_TASK:_ Only one stretch of the data below is needed. Output the lines from the one with "target | ice rink surface" up to and including the one with "task | identify every instance of the red maple", exactly as they stand.

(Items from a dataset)
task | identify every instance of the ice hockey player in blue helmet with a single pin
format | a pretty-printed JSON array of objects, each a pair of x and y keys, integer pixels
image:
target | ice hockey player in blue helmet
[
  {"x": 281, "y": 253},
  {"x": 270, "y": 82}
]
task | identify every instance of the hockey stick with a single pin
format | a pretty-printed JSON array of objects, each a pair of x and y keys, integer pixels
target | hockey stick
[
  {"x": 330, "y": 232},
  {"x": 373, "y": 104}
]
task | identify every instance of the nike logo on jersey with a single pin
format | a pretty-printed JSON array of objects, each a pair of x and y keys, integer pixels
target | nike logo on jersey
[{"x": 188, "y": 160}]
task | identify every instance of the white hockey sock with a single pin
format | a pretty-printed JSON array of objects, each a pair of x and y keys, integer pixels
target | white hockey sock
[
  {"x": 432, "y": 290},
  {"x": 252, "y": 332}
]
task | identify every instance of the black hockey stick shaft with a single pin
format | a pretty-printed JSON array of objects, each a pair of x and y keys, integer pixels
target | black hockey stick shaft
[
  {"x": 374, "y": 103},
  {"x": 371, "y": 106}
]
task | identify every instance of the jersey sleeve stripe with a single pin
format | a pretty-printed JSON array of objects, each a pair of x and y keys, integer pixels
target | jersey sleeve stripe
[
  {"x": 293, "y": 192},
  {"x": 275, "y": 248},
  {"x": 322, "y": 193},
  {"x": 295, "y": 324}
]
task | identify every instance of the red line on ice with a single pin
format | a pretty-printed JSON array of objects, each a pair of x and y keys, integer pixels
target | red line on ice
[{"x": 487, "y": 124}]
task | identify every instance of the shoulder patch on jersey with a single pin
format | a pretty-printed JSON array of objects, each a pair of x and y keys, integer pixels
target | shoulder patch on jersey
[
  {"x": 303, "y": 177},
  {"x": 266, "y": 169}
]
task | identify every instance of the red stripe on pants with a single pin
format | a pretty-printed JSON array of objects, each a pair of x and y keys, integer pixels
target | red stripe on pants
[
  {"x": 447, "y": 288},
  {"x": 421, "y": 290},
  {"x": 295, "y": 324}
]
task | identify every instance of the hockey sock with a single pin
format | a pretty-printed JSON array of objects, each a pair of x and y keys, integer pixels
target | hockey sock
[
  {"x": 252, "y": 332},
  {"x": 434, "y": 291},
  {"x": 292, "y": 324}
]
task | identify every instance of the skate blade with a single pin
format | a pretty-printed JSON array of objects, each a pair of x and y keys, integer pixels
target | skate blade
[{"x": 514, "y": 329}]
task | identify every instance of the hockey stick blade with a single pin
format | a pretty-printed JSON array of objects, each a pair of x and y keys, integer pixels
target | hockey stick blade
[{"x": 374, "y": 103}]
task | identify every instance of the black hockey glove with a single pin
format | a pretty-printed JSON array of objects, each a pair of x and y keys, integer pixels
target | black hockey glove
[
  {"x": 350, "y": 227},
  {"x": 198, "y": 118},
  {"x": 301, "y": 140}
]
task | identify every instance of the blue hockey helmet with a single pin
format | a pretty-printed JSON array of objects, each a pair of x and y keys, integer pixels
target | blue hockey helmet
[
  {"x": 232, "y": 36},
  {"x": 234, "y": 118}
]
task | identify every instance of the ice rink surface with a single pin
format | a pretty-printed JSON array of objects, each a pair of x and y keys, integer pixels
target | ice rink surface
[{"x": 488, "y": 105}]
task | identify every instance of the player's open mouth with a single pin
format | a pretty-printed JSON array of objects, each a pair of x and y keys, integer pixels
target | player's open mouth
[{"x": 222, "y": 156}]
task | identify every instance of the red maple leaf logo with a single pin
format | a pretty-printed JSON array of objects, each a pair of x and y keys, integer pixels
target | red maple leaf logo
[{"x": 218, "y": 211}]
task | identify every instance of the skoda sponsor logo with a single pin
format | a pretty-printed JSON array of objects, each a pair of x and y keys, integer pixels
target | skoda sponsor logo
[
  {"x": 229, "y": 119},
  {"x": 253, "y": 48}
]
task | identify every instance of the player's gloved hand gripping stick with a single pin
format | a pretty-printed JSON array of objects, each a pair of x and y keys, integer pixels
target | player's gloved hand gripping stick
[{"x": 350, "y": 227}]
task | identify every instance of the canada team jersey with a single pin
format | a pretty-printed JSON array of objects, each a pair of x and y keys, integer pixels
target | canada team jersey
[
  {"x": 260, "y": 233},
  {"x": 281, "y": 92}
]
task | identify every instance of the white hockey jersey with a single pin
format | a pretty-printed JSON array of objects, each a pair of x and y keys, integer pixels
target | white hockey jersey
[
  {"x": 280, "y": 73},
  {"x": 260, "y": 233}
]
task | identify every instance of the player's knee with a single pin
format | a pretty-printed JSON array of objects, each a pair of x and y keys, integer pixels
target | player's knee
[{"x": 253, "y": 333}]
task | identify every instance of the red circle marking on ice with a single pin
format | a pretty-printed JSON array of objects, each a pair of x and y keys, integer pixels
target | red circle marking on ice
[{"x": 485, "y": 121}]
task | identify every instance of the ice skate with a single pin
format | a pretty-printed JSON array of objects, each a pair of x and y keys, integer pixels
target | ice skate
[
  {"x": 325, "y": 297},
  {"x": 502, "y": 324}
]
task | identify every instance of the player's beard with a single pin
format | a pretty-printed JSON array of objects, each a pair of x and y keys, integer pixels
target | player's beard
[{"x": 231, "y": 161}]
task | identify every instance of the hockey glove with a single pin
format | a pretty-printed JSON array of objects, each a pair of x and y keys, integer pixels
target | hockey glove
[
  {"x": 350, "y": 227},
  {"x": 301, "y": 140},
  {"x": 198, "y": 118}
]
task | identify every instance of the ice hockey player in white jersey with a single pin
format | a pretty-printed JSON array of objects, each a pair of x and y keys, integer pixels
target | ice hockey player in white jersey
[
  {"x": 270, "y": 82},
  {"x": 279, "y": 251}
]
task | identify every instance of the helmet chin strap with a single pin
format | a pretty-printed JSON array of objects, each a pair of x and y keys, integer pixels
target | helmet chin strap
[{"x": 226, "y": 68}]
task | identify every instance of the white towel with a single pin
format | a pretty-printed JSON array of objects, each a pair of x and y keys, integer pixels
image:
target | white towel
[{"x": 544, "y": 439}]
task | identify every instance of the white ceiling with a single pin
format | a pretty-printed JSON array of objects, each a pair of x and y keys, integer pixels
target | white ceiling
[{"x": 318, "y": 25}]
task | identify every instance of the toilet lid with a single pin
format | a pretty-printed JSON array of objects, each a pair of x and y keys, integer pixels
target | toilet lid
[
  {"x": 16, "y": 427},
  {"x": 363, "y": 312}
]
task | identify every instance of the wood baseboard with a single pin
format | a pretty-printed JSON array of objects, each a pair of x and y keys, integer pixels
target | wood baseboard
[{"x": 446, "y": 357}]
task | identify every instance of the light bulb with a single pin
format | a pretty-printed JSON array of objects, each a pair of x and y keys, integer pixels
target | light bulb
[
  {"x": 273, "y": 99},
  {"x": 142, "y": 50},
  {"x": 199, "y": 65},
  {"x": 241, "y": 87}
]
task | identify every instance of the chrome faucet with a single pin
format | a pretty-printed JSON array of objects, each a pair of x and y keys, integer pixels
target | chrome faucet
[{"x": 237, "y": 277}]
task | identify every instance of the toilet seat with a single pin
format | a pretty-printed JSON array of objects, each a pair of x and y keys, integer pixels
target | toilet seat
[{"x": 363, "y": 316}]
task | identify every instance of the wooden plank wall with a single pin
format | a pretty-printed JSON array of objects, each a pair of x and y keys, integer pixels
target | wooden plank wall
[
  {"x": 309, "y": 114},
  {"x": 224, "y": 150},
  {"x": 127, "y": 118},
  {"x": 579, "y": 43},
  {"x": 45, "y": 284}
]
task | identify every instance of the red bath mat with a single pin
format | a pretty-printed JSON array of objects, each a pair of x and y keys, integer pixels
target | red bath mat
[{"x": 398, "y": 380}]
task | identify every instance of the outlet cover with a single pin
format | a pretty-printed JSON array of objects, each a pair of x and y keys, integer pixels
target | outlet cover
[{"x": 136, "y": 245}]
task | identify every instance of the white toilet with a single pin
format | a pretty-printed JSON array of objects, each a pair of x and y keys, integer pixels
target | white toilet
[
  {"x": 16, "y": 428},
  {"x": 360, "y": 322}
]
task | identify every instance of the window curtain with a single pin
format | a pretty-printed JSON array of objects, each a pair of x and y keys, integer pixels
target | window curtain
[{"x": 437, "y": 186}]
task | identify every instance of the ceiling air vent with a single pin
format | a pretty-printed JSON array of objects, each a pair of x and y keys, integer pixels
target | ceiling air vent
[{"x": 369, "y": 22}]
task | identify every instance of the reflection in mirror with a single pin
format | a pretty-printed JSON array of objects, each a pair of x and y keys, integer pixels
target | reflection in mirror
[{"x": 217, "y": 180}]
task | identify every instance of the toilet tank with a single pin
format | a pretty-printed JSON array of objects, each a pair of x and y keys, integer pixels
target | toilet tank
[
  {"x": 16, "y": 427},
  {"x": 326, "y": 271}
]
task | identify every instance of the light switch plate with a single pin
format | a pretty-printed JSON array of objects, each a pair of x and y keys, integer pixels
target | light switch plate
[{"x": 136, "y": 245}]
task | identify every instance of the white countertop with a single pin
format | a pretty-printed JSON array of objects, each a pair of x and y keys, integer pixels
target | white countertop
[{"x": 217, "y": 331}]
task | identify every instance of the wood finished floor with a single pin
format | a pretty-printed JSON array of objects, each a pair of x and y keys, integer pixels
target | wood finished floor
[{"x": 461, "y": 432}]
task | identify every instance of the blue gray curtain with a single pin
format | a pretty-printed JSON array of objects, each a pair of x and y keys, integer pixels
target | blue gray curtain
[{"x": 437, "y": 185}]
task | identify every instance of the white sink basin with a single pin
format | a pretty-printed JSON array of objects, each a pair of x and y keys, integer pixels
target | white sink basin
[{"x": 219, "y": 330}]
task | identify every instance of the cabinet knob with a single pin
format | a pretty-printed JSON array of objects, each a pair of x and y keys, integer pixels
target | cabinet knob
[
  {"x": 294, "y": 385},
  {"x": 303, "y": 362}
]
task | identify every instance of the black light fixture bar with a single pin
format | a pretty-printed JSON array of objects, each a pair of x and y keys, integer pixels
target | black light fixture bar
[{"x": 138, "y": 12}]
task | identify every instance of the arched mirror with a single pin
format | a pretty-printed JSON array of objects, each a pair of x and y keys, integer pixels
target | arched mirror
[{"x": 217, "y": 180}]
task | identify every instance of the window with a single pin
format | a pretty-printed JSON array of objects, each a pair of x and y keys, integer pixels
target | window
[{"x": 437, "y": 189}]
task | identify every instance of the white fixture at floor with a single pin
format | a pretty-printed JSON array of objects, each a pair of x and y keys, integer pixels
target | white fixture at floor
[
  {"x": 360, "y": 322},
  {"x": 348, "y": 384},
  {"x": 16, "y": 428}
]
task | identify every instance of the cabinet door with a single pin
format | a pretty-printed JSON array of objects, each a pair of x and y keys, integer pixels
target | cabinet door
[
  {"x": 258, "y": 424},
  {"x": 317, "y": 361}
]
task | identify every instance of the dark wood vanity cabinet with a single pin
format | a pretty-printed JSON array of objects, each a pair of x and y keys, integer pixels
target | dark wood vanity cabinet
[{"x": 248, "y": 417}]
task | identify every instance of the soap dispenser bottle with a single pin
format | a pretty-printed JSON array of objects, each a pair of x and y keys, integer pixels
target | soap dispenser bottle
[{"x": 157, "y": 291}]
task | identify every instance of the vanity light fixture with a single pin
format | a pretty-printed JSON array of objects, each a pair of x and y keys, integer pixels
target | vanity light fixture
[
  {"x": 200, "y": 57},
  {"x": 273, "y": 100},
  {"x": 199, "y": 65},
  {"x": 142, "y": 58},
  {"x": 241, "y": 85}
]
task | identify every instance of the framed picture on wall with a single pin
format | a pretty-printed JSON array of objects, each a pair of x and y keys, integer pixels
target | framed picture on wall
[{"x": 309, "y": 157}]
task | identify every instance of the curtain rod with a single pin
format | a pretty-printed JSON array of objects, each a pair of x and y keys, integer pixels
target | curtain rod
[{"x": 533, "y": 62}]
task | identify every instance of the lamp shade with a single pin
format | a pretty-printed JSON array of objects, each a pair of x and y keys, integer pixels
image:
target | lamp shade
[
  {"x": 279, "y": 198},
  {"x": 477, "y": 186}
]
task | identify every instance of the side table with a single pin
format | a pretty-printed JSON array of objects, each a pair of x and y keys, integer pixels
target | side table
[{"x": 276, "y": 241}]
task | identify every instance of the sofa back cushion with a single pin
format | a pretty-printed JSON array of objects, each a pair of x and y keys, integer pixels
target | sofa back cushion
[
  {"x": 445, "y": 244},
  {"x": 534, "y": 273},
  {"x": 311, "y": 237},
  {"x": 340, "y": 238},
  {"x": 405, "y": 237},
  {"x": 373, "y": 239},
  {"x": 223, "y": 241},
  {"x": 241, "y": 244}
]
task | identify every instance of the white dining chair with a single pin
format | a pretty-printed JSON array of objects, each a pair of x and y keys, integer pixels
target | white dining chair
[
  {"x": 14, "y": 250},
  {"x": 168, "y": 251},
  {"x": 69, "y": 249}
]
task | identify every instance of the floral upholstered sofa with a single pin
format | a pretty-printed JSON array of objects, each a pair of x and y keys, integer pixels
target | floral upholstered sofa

_EXERCISE RESULT:_
target | ice rink surface
[{"x": 488, "y": 105}]
task | identify every instance of the player's open mouth with a single pin
format | a pretty-printed JSON array of objects, each a pair of x and y keys, integer pixels
target | player's open mouth
[{"x": 222, "y": 156}]
task | identify every instance of the red maple leaf logo with a single pin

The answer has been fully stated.